● To do
Resume the passage below on stress and recovery among Division III athletes, starting right after its final sentence.
───── Source passage
While accessibility to athletic trainers is scarce, the resources in the weight room make the training room look like the Four Seasons Hotel. Marcel Lopes Dos Santos, an Assistant Professor of Biomechanics at Oklahoma State University, investigated the impact of stress on athletic performance for 173 elite junior alpine skiers. He found that there is a strong correlation between stress levels and depressed mood, sleep disturbance, fatigue, performance demands, goals and development, and academic requirements. Since the strength coaches are with these athletes often, they are able to track these shifts and better accommodate them and set them up for success.
Division I programs usually have multiple strength coaches who monitor workloads, track recovery, and adjust programs to prevent burnout. At smaller Division III schools, that kind of individual oversight doesn’t exist. Denison’s strength staff are excellent, but there are only three coaches responsible for 629 athletes. This leaves many athletes without adequate supervision during high-intensity workouts. Athletes themselves are often their primary source of support on the court, in the classroom, and in the weight room. These pressures add up and can feel suffocating at times. Santos noted during his investigation that unmanaged stress like this raises injury risk, slower recovery time, and impaired focus. For many of us, the hardest part isn’t the training, it’s trying to manage it all while not feeling enough support around us.
Once you add poor recovery habits to that stress, such as bad sleep or bad nutrition, the stress becomes unbearable. What we want to eat versus what is available to us is hardly ever the same. Late night games, early lifts, and lack of options make it almost impossible for Division III athletes to fuel properly.
──────────
───── Listed entries
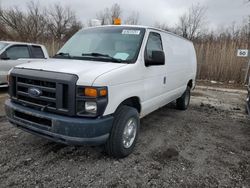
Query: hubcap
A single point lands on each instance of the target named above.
(129, 133)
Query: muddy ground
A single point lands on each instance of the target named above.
(206, 146)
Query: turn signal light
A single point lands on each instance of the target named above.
(90, 92)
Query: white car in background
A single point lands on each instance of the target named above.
(16, 53)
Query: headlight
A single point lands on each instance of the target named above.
(91, 101)
(90, 107)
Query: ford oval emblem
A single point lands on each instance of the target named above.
(34, 92)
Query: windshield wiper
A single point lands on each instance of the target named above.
(94, 54)
(62, 54)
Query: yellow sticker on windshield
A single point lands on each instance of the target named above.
(130, 32)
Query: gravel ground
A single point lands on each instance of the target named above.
(205, 146)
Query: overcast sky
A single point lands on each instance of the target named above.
(219, 12)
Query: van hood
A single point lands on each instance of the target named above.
(87, 71)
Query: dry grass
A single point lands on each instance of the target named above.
(216, 60)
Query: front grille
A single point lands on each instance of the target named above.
(57, 90)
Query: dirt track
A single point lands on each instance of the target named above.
(207, 145)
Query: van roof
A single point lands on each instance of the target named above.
(145, 27)
(14, 42)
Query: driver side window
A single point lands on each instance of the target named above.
(154, 44)
(17, 52)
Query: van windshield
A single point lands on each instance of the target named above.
(113, 43)
(2, 45)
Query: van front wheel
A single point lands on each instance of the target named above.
(124, 133)
(182, 103)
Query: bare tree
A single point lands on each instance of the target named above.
(108, 15)
(14, 20)
(62, 22)
(191, 23)
(133, 18)
(36, 21)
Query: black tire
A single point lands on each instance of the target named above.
(182, 103)
(114, 146)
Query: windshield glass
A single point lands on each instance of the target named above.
(105, 43)
(2, 45)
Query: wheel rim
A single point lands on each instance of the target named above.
(187, 98)
(129, 133)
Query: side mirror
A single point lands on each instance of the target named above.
(158, 58)
(4, 56)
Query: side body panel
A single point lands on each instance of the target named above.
(147, 83)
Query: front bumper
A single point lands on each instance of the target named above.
(62, 129)
(248, 103)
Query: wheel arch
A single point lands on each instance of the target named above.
(132, 102)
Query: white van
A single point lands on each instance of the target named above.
(98, 86)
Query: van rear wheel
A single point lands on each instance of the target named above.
(124, 133)
(182, 103)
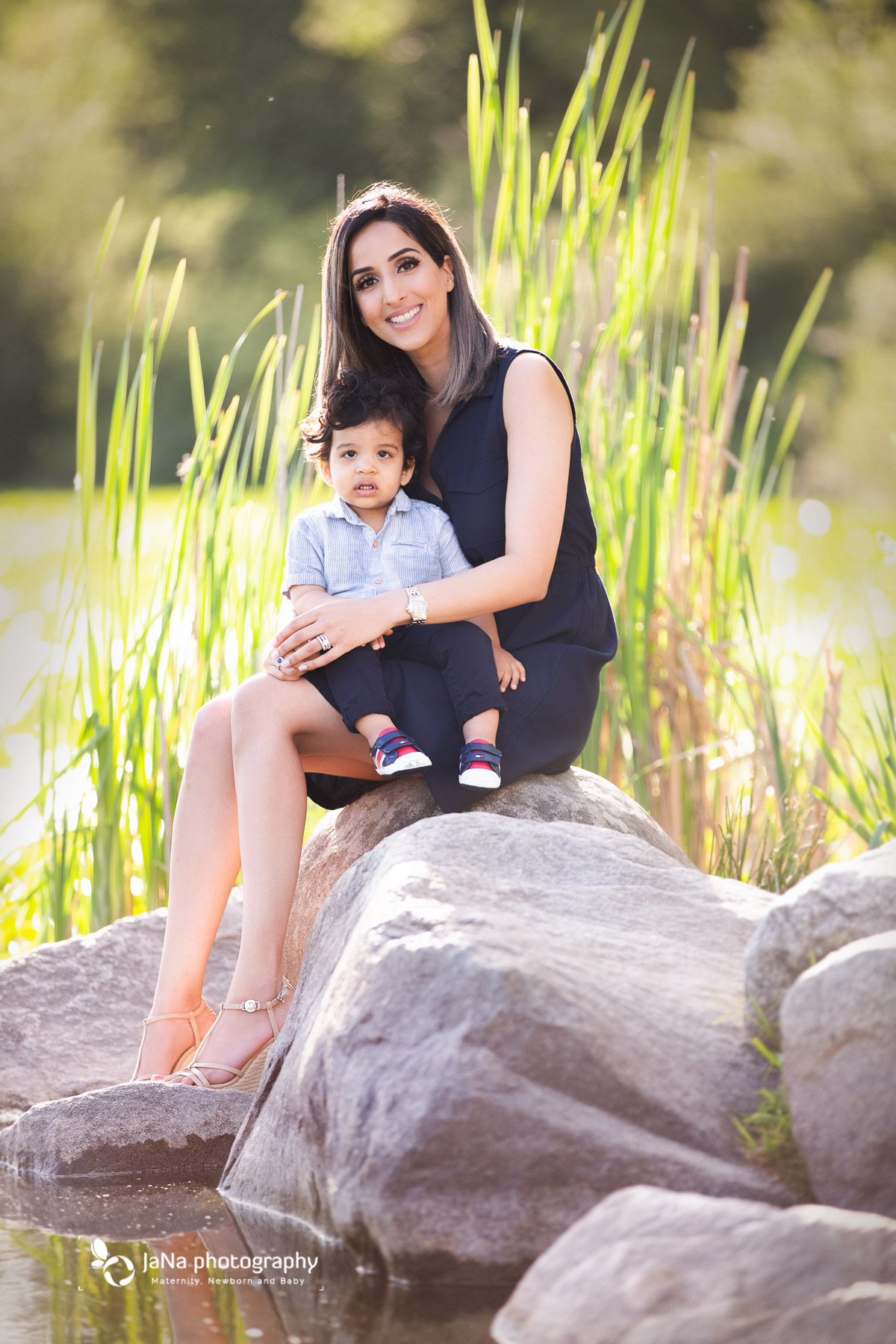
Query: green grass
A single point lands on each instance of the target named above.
(766, 1133)
(588, 255)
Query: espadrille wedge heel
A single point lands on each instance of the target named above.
(187, 1057)
(250, 1075)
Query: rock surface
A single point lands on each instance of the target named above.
(72, 1012)
(839, 1033)
(649, 1266)
(830, 907)
(120, 1133)
(497, 1023)
(343, 836)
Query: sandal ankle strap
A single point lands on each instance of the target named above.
(255, 1006)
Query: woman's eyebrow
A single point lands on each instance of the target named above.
(359, 270)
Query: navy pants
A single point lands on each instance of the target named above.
(461, 650)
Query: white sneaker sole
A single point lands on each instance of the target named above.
(413, 761)
(480, 779)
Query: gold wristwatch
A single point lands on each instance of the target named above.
(417, 608)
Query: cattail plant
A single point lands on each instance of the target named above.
(588, 255)
(143, 665)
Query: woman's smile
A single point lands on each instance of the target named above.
(401, 293)
(406, 317)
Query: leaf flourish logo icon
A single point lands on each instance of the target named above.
(117, 1270)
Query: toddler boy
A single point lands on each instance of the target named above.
(367, 440)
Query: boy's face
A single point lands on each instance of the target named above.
(366, 465)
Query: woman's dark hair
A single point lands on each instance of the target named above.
(356, 398)
(347, 343)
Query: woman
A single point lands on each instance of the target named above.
(504, 461)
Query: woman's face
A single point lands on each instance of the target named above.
(399, 290)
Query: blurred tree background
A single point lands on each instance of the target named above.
(231, 120)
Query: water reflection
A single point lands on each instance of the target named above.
(176, 1265)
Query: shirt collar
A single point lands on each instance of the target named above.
(339, 508)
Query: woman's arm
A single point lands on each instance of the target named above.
(539, 425)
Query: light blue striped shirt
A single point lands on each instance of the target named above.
(334, 549)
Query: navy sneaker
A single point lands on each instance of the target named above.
(393, 753)
(480, 765)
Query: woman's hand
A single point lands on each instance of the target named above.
(346, 623)
(284, 672)
(509, 670)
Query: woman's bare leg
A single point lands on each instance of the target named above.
(205, 863)
(269, 718)
(206, 859)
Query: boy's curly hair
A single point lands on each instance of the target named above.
(356, 398)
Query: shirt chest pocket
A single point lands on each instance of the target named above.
(413, 562)
(477, 494)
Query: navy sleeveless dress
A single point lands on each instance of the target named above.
(563, 641)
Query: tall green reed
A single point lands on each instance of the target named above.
(588, 255)
(144, 651)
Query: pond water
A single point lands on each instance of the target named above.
(178, 1265)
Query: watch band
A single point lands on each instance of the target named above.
(417, 608)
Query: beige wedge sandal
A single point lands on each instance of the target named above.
(250, 1075)
(187, 1057)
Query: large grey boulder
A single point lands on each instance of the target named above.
(125, 1133)
(72, 1012)
(839, 1033)
(650, 1266)
(497, 1023)
(836, 905)
(343, 836)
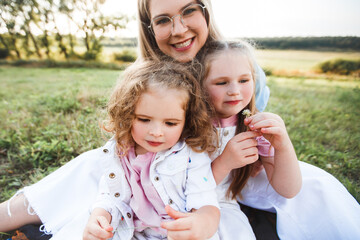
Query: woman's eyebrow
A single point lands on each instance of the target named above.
(166, 14)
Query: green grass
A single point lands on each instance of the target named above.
(322, 119)
(49, 116)
(299, 60)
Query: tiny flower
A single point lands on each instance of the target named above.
(246, 113)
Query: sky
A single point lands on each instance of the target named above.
(270, 18)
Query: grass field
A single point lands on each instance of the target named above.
(49, 116)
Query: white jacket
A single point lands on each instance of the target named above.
(323, 209)
(182, 177)
(63, 199)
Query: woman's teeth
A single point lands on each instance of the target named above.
(183, 44)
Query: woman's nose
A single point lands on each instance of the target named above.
(178, 26)
(156, 131)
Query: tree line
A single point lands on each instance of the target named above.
(32, 28)
(349, 43)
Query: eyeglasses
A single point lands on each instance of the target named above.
(162, 26)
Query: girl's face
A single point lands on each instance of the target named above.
(185, 41)
(229, 83)
(159, 119)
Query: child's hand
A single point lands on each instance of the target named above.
(272, 128)
(240, 151)
(200, 224)
(98, 226)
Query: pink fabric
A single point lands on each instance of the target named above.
(146, 203)
(264, 146)
(227, 122)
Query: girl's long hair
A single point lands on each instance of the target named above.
(147, 45)
(207, 55)
(140, 77)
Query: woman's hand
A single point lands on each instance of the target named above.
(98, 226)
(283, 169)
(272, 128)
(200, 224)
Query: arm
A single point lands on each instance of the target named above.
(283, 169)
(239, 151)
(98, 226)
(199, 224)
(262, 91)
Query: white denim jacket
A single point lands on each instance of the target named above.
(182, 177)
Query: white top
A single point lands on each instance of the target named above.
(63, 199)
(182, 177)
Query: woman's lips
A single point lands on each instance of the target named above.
(184, 45)
(154, 144)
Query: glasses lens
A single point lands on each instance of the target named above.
(161, 26)
(192, 15)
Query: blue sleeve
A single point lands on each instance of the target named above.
(262, 92)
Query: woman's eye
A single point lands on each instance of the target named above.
(162, 21)
(220, 83)
(143, 119)
(189, 11)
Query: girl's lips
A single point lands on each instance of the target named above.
(183, 46)
(154, 144)
(235, 102)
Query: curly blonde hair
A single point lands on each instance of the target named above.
(241, 175)
(139, 78)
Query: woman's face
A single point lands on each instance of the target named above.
(230, 83)
(184, 42)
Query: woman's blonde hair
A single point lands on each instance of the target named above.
(139, 78)
(212, 50)
(146, 40)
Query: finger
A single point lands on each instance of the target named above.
(263, 116)
(251, 159)
(173, 213)
(272, 130)
(245, 135)
(103, 222)
(180, 224)
(248, 143)
(258, 167)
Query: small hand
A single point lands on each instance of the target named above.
(186, 225)
(271, 126)
(241, 150)
(258, 167)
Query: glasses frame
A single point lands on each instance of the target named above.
(150, 28)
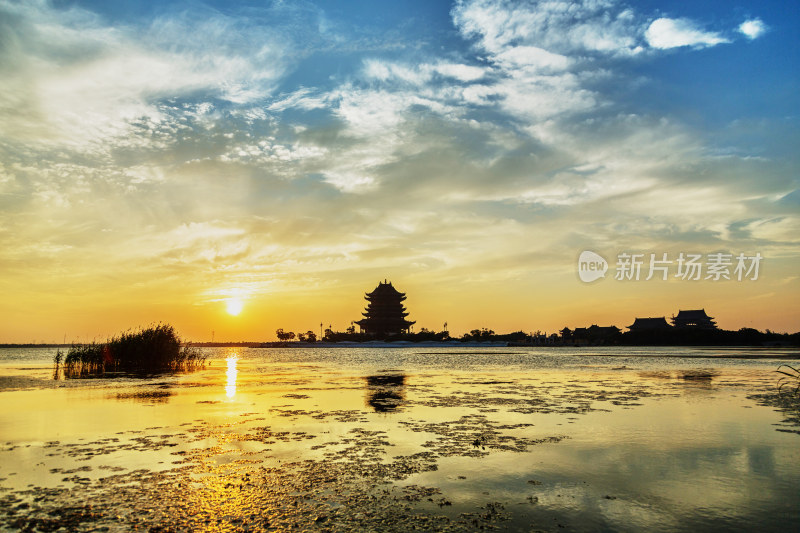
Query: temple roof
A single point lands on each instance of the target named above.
(693, 314)
(385, 289)
(649, 323)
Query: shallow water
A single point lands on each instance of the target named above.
(592, 439)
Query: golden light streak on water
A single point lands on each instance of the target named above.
(231, 373)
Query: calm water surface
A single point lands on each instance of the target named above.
(592, 439)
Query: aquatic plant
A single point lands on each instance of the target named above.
(147, 350)
(790, 379)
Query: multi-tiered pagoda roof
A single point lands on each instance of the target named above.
(694, 318)
(385, 314)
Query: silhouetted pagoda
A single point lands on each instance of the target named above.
(385, 314)
(694, 319)
(649, 324)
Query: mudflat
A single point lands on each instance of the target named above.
(397, 439)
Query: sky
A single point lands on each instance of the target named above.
(232, 168)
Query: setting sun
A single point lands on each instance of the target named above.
(234, 306)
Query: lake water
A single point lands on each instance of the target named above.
(518, 439)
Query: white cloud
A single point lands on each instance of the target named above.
(350, 182)
(78, 83)
(460, 72)
(753, 29)
(558, 26)
(667, 33)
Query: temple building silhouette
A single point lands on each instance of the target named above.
(695, 319)
(649, 324)
(385, 314)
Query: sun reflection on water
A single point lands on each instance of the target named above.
(231, 373)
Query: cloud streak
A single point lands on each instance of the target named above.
(278, 149)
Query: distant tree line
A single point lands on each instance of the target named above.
(590, 336)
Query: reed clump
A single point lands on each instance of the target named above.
(155, 349)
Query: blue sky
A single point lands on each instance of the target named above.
(158, 157)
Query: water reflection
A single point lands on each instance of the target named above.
(231, 373)
(385, 392)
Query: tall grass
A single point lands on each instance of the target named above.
(148, 350)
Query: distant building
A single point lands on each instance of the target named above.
(649, 324)
(385, 314)
(693, 319)
(595, 334)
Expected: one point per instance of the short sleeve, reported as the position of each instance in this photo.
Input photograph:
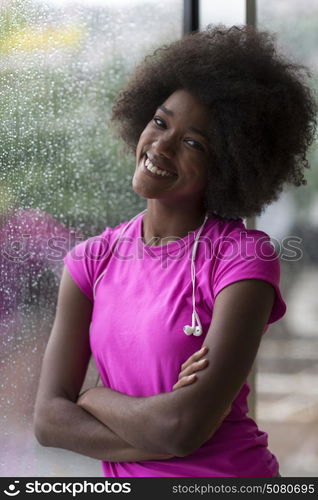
(84, 261)
(248, 254)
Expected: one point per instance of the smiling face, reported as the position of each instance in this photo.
(172, 154)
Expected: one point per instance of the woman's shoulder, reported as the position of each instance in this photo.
(227, 229)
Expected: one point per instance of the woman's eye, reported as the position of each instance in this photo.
(158, 121)
(195, 144)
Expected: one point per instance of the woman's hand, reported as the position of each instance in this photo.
(189, 368)
(187, 376)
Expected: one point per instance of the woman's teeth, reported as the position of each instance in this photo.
(155, 170)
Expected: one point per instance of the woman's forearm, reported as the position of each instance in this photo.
(68, 426)
(144, 422)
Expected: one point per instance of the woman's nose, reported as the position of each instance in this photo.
(165, 146)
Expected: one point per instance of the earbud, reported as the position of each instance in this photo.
(189, 330)
(198, 331)
(192, 330)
──────────
● Expected answer
Nutrition might be the most overlooked part of being a college athlete, but it has one of the biggest effects on performance and recovery. Aaron J Riviere, Clinical Assistant Professor and Director of Sports Nutrition at Texas A&M University, looked at a multitude of studies where participants (ranging from paralympic athletes, DI, to DIII) took tests on how well they knew nutritional facts, diet habits, and other food resources. Riviere found that collegiate athletes who worked with sports dietitians had significantly better eating habits, recovery rates, and energy levels than those who did not.
The issue is that most Division III schools, including Denison, don’t have access to that kind of support. We have one nutritionist at Denison who is booked most of the time. Dining halls are closed before we go to morning lifts, and are closed after we finish a late-night match. After dining halls close, our options are far from campus and often limited to unhealthy fast food. For many of us athletes, dinner ends up being whatever fits in a dorm mini-fridge or our snack stashes. Without consistent access to fueling stations or dietitian guidance, it’s easy to under-eat or choose foods that don’t help with our recovery.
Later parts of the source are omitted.